#### INSTRUCTIONS FOR THE TASK:
Condense the paragraph beginning "Dennis McNally, author of" in the passage below into a short bulleted list that keeps its main facts.

** Start of PASSAGE PROVIDED **

Dennis McNally, author of the New York Times bestseller A Long, Strange The Inside History of the Grateful Dead, is a consummate historian of the counterculture. He knows the big picture of the American bohemian tradition going back a century with a depth that is unrivaled. In THE LAST GREAT DREAM, his accessible, often riveting scholarship establishes a multi-disciplinary aesthetic, populated by some of the most colorful and trailblazing characters of these times, from Allen Ginsberg to John Cage to Judith Malina and Julian Beck of the Living Theater, to Lenny Bruce, to Ken Kesey, and scores of lesser-known yet key names. It is a who’s who of the courageous pioneers who changed America forever without spilling a drop of blood. While all of these various strands have been written about before, none of their stories have been pulled together into a larger, expansive, more connected picture in the manner that McNally accomplishes with this definitive book.

** End of PASSAGE PROVIDED **
** Start of GIVEN ENTRIES **

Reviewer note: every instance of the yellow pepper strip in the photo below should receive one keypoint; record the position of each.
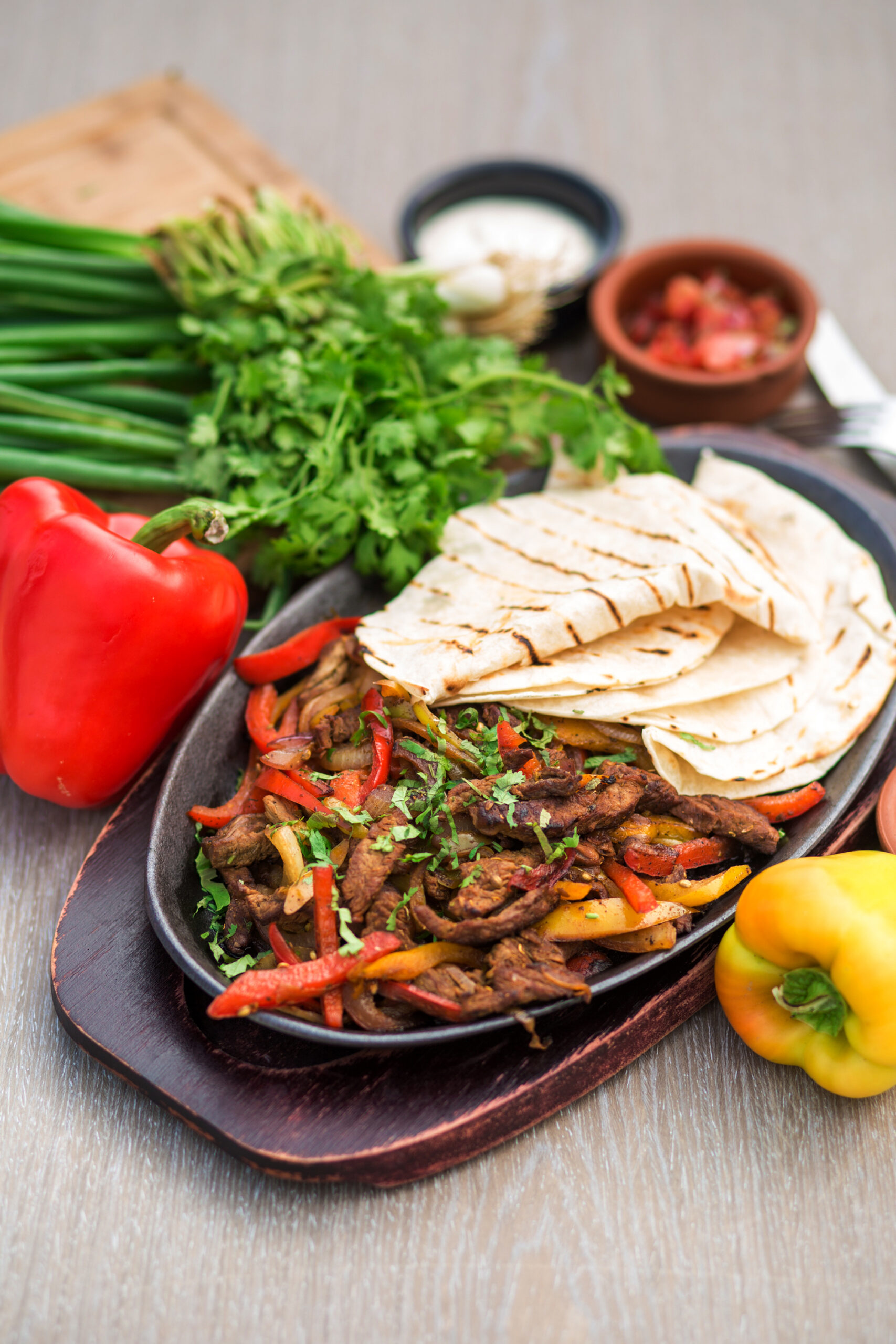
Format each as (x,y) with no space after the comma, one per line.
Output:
(699,891)
(287,844)
(602,918)
(455,748)
(573,890)
(644,940)
(836,916)
(409,965)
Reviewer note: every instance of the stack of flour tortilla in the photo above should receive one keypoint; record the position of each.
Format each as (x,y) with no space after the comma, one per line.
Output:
(731,620)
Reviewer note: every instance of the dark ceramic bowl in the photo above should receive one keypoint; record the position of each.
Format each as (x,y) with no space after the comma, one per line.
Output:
(669,395)
(522,179)
(213,753)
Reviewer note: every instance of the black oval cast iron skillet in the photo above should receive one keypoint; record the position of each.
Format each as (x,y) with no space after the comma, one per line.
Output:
(214,750)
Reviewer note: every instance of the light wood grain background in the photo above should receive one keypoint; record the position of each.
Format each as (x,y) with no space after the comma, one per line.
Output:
(703,1195)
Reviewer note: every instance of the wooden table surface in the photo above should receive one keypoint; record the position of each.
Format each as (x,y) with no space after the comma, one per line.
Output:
(703,1195)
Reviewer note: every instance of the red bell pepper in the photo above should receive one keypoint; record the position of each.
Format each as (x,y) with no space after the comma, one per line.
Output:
(434,1004)
(508,738)
(111,631)
(236,807)
(327,939)
(381,728)
(636,891)
(257,990)
(294,790)
(659,860)
(293,655)
(782,807)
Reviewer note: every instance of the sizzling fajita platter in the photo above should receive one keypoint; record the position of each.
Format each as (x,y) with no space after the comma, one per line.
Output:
(550,761)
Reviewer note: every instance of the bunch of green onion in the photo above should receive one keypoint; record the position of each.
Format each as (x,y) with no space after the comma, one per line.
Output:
(93,370)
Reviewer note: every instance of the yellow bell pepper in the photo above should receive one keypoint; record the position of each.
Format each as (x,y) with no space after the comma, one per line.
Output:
(808,972)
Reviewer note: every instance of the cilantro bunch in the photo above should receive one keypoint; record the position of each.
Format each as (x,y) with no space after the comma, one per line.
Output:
(343,418)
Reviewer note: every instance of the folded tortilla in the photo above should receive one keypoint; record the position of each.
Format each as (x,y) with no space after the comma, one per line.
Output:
(653,648)
(523,579)
(746,658)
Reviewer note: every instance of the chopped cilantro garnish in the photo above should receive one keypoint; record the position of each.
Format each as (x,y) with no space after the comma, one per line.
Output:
(351,942)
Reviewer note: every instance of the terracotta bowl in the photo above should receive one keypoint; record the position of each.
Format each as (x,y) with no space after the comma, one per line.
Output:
(669,395)
(886,815)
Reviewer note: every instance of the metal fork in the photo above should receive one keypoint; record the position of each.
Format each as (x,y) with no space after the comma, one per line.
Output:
(871,425)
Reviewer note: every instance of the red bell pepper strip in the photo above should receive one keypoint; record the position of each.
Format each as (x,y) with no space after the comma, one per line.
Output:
(281,948)
(112,628)
(257,990)
(381,726)
(327,939)
(782,807)
(275,781)
(508,738)
(657,860)
(236,807)
(294,654)
(636,891)
(422,999)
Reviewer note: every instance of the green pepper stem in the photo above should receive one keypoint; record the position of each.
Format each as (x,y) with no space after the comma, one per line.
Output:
(201,518)
(810,995)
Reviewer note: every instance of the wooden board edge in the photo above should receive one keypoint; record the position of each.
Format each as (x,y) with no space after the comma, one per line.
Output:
(214,131)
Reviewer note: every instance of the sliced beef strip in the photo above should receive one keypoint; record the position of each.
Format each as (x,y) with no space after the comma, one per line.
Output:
(238,844)
(590,810)
(358,1002)
(336,729)
(727,817)
(491,886)
(524,970)
(381,910)
(238,911)
(477,933)
(551,784)
(657,795)
(449,982)
(368,867)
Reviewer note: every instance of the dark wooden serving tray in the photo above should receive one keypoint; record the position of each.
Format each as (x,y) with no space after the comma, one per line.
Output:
(307,1112)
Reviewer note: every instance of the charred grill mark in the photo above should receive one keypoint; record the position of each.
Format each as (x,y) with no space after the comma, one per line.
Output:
(858,668)
(453,625)
(655,592)
(527,646)
(687,574)
(614,609)
(515,550)
(378,656)
(592,550)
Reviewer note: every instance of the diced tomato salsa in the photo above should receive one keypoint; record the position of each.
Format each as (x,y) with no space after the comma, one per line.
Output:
(710,324)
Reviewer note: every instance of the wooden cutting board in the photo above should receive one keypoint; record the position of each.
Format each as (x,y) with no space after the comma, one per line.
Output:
(143,155)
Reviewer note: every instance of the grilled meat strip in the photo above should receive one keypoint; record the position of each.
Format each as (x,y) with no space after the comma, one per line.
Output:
(368,867)
(727,817)
(524,970)
(477,933)
(491,885)
(238,844)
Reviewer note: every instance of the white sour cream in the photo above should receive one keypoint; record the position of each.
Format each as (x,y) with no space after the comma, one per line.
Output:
(534,230)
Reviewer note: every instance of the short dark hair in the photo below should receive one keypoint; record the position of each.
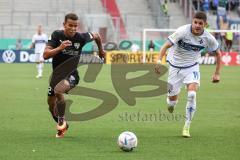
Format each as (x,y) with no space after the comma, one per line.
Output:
(71,16)
(200,15)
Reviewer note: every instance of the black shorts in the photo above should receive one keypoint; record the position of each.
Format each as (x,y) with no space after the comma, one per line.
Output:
(73,80)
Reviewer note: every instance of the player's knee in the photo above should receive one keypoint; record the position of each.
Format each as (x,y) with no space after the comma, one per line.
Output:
(192,96)
(171,102)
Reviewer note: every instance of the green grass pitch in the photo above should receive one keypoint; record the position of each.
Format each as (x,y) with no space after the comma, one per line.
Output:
(27,131)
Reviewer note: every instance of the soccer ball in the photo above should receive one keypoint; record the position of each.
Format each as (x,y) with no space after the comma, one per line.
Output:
(127,141)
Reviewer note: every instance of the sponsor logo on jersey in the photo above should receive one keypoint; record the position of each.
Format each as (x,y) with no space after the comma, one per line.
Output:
(189,47)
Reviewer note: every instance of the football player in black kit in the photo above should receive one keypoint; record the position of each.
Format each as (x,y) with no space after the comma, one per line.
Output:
(62,46)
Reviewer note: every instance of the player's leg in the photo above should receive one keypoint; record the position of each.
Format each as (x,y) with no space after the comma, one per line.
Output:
(175,81)
(62,126)
(61,88)
(38,65)
(192,82)
(53,107)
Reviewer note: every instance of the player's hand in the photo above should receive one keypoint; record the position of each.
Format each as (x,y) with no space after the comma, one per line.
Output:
(158,68)
(65,44)
(215,78)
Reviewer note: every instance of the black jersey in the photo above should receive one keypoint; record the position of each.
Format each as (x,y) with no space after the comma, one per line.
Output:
(78,41)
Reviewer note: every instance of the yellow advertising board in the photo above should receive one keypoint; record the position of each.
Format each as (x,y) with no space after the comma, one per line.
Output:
(119,57)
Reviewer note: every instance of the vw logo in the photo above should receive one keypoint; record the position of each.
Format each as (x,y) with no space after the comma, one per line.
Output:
(8,56)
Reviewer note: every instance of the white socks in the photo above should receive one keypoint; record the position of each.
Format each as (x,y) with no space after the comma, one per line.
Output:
(40,69)
(190,107)
(171,103)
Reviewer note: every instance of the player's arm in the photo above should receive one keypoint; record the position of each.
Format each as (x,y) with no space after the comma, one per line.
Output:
(162,53)
(49,51)
(164,49)
(216,75)
(97,39)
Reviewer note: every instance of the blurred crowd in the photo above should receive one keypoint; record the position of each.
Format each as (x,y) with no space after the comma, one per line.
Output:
(206,5)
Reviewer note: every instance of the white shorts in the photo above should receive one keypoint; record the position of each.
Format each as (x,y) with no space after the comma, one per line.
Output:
(39,57)
(177,77)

** End of GIVEN ENTRIES **

#### OUTPUT FOR THIS EXERCISE:
- Dennis McNally wrote a New York Times bestselling inside history of the Grateful Dead and is a consummate historian of the counterculture.
- He has an unrivaled grasp of the American bohemian tradition over the past century.
- THE LAST GREAT DREAM uses accessible, often riveting scholarship to set out a multi-disciplinary aesthetic.
- It features colorful, trailblazing figures such as Allen Ginsberg, John Cage, Judith Malina and Julian Beck of the Living Theater, Lenny Bruce, and Ken Kesey, along with many lesser-known but key names.
- These pioneers changed America forever without bloodshed.
- Their stories have been told separately before, but this book is the first to join them into one larger, connected picture.